Go through the material line by line and tally those containing the string "rock". Only the tally is wanted.
▼
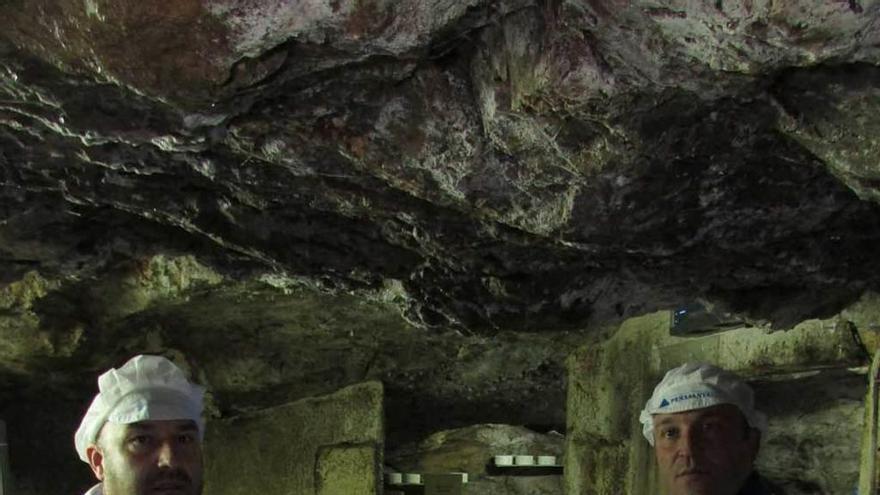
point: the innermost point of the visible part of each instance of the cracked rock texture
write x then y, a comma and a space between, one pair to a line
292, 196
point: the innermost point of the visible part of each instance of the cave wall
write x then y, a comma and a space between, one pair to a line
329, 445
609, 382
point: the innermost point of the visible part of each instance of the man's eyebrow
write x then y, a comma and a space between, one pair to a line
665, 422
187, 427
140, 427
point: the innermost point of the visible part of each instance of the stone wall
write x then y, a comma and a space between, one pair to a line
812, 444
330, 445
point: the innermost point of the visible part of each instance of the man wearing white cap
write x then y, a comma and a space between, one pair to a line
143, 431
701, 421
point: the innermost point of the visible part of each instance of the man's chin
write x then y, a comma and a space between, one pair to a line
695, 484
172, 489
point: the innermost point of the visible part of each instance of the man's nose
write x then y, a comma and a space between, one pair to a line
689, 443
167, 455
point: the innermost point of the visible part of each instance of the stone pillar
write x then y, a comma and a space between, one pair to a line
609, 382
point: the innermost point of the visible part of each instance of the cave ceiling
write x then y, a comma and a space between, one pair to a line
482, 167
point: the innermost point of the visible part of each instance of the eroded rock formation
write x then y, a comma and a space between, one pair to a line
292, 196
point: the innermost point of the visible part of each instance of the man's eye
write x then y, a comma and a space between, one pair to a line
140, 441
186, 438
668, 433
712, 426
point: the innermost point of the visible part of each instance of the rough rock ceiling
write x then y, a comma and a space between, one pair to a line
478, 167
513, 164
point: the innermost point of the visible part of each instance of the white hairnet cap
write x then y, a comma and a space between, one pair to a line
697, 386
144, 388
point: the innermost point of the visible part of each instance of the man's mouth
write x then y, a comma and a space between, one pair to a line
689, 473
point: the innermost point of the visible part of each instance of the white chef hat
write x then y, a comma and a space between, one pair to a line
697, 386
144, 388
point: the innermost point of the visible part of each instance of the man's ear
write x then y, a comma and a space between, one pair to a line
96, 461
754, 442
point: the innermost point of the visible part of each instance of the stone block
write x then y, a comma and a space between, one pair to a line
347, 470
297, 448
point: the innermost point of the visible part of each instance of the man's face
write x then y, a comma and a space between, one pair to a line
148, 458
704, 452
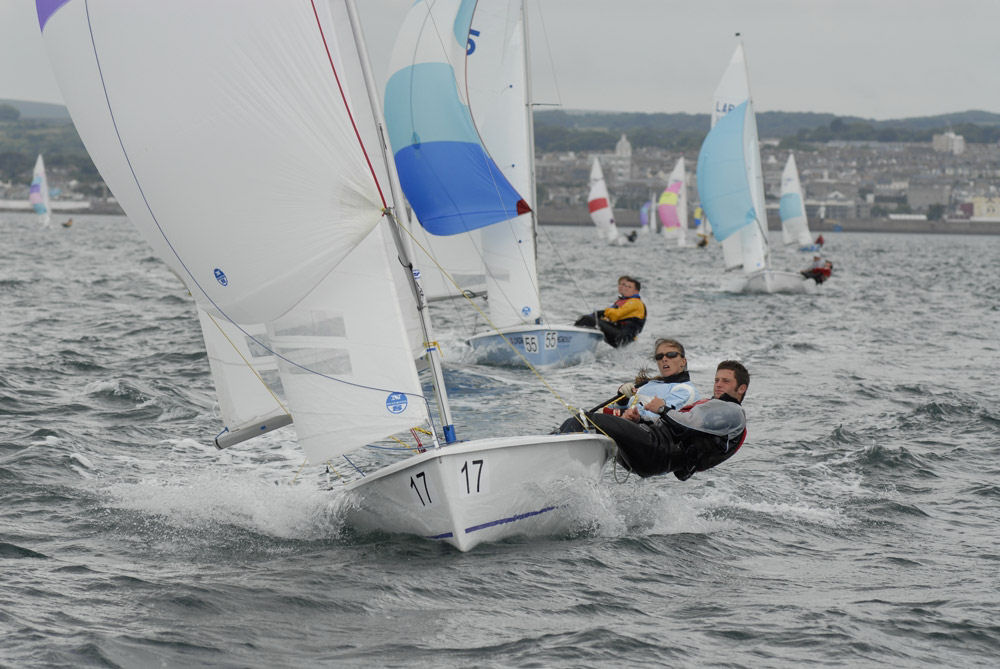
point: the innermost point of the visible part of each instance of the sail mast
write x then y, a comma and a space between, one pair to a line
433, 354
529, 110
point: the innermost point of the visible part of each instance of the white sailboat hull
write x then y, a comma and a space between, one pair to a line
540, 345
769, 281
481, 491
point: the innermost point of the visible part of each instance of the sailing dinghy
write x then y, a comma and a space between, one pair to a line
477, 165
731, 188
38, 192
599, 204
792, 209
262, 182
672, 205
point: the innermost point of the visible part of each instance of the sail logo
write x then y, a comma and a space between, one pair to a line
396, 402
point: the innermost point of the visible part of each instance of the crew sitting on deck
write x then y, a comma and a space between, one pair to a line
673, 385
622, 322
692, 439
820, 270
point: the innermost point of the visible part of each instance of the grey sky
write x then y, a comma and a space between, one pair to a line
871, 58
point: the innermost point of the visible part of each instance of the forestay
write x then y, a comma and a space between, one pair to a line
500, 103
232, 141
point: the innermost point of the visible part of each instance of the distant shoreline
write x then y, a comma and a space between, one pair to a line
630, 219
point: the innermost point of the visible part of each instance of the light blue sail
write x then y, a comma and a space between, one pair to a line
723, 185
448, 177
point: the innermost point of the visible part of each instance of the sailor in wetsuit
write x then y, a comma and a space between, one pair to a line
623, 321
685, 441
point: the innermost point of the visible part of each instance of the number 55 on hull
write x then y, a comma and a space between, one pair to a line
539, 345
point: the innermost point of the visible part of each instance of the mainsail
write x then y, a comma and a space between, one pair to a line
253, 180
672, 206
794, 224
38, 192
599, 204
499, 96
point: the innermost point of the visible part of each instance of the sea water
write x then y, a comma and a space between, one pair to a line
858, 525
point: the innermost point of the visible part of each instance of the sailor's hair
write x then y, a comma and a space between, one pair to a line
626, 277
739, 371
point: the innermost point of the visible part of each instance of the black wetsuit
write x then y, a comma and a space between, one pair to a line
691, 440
▲
▼
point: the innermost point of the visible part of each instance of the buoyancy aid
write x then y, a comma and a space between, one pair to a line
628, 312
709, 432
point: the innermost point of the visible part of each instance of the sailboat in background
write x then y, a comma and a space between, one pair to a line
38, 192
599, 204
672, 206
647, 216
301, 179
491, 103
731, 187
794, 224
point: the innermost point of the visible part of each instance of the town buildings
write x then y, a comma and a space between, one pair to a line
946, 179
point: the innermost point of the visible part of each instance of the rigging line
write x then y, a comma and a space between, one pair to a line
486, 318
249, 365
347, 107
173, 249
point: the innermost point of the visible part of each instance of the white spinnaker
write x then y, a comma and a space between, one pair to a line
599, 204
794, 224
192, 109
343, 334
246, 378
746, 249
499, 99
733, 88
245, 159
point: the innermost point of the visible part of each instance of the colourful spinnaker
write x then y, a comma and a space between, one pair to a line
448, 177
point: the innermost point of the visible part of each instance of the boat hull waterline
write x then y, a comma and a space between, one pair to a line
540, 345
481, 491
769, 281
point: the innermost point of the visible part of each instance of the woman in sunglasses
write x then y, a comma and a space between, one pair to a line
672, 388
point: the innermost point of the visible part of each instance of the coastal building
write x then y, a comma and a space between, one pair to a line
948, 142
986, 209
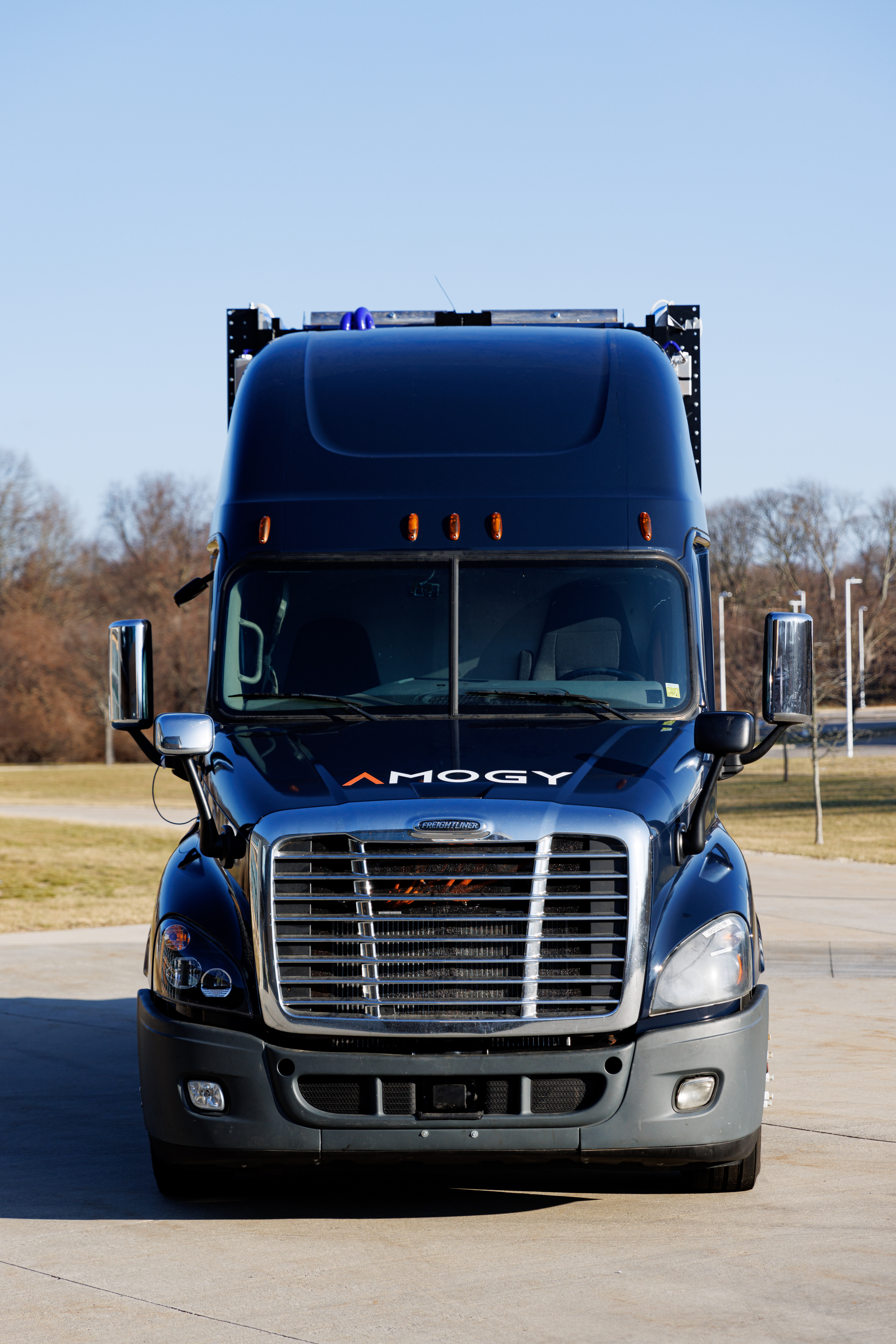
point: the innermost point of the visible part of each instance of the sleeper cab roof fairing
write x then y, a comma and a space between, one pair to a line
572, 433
▲
▼
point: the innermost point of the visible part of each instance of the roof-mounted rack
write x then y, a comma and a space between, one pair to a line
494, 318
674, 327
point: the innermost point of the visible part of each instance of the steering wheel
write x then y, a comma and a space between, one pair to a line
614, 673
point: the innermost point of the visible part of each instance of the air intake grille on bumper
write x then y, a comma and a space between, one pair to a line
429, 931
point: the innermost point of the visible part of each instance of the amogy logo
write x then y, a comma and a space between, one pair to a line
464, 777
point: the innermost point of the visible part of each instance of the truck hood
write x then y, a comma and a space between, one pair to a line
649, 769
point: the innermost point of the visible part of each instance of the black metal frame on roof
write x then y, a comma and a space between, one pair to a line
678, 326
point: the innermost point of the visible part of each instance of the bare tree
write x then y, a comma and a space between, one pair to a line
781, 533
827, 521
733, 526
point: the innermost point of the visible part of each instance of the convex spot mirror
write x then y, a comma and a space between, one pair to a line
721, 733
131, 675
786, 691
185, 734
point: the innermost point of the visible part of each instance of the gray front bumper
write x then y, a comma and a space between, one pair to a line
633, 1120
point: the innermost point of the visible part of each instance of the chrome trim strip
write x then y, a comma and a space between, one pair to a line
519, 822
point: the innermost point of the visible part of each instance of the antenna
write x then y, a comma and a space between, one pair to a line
▲
§ EXPECTED OUTPUT
3